=== Material for this task ===
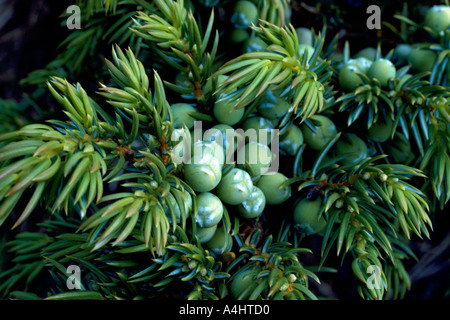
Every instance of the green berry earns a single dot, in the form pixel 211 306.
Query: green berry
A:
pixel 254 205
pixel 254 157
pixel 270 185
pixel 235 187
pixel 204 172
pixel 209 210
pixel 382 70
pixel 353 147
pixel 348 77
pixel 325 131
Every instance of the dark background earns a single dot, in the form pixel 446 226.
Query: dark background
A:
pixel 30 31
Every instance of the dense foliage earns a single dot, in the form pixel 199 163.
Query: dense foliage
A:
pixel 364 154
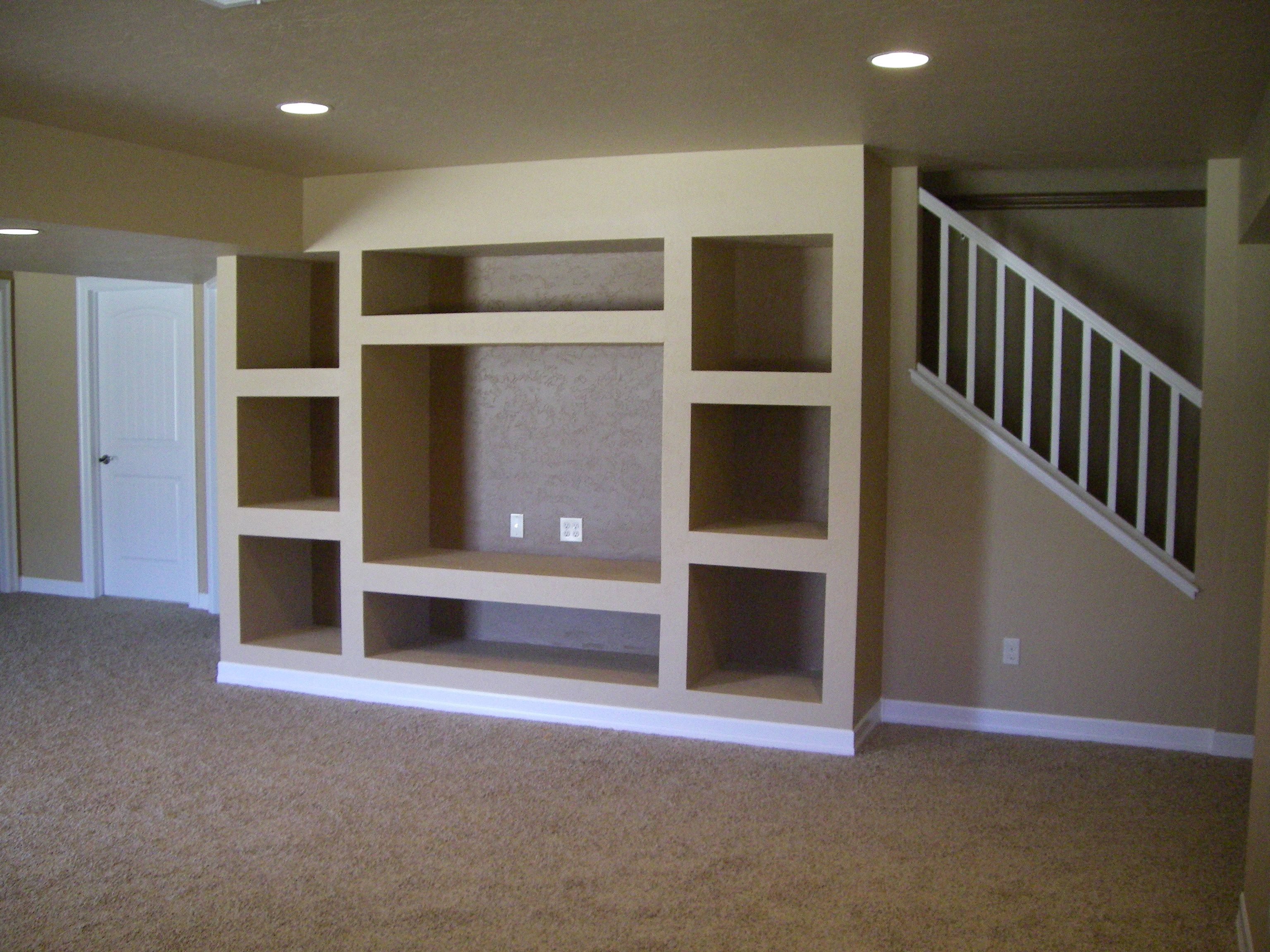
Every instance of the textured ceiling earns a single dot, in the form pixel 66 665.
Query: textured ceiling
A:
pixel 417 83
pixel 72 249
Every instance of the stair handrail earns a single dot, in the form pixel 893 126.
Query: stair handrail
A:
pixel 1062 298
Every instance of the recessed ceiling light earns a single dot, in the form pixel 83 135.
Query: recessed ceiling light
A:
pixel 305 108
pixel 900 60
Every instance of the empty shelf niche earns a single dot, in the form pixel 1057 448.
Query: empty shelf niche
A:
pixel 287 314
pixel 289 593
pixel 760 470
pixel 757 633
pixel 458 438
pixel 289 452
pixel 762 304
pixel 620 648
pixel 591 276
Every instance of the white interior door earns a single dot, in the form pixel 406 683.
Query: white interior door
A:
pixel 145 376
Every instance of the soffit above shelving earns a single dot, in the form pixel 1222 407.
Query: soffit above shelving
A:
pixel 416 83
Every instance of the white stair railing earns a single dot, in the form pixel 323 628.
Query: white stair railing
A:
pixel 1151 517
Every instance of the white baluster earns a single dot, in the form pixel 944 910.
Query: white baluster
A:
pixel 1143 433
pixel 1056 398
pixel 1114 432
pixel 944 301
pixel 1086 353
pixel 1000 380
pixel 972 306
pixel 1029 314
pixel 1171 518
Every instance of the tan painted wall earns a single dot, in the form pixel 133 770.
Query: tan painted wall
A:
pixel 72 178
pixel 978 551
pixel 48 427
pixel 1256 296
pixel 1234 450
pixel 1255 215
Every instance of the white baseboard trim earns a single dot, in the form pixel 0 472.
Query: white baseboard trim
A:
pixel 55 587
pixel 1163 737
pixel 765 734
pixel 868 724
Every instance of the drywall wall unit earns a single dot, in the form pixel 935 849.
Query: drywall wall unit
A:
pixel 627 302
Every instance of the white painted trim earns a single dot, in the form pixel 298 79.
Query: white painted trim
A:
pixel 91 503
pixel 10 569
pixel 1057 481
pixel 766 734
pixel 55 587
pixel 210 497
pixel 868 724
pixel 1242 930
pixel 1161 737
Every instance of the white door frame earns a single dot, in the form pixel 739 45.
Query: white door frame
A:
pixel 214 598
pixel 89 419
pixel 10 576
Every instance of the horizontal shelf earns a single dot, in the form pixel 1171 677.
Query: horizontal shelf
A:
===
Pull every line of the listing above out word for word, leaving the pictures out.

# Written answer
Every instance of the green berry earns a single dot, in the form pixel 211 306.
Query: green berry
A:
pixel 254 205
pixel 254 157
pixel 270 185
pixel 235 187
pixel 204 172
pixel 209 210
pixel 382 70
pixel 353 147
pixel 348 77
pixel 325 131
Every instance of the dark background earns a single dot, in the form pixel 446 226.
Query: dark background
A:
pixel 30 31
Every instance of the dense foliage earns a single dot, in the form pixel 199 163.
Query: dense foliage
A:
pixel 364 154
Every instance of the textured ceiling earns a single dot, in the form pixel 66 665.
Query: textured ceiling
A:
pixel 417 83
pixel 72 249
Every instance of the stair handrail earns a single dot, in the form pixel 893 126.
Query: stair handrail
A:
pixel 1062 298
Every instance of the recessed ceiling light earns a single dot, in the form pixel 83 135.
Query: recessed ceiling light
A:
pixel 305 108
pixel 900 60
Every instance of the empty shelf niche earns a single dot, in the form pixel 1057 448.
Query: empty shelf niche
A:
pixel 287 314
pixel 289 593
pixel 760 470
pixel 757 633
pixel 458 438
pixel 289 452
pixel 762 304
pixel 620 648
pixel 591 276
Every instance of the white interior door earns a single dot, in the form pixel 406 683.
Query: white interior door
A:
pixel 145 376
Every instance of the soffit above shelving earns a single dot, in the form pixel 1222 407.
Query: soffit above shelving
A:
pixel 416 83
Every instance of the white stair railing earns a single dot, in the form pixel 323 628.
Query: white stair railing
A:
pixel 1151 517
Every instance of the white baluster earns a single dot, in the form pixel 944 910.
Query: white baluster
A:
pixel 1143 433
pixel 1056 398
pixel 1114 432
pixel 944 301
pixel 1086 353
pixel 1000 380
pixel 972 306
pixel 1029 314
pixel 1171 518
Every instance of the tan painted wall earns a single dot, in the form pixel 133 770.
Query: tan painted wall
A:
pixel 72 178
pixel 978 551
pixel 48 427
pixel 1256 296
pixel 1234 450
pixel 1255 215
Every instance of the white baseboard trim earns a single dot, in the form pixel 0 472.
Query: white baseboard trim
A:
pixel 55 587
pixel 1163 737
pixel 765 734
pixel 868 724
Every instance of the drywall wall unit earns a single dot, in the form pixel 935 849.
Query: drywall wall unit
A:
pixel 627 302
Every instance of the white painted trim earns a single dot, in the form pixel 298 79.
Query: white painted trim
A:
pixel 91 503
pixel 10 569
pixel 1057 481
pixel 766 734
pixel 55 587
pixel 210 497
pixel 868 724
pixel 1242 930
pixel 1161 737
Every instance of the white door frame earns a single dot, in the form pixel 739 45.
Query: white door frame
A:
pixel 214 598
pixel 89 419
pixel 10 576
Every instance of the horizontal shelf earns a single dot, in the form pixel 1171 677.
Query: horizontal shelf
A:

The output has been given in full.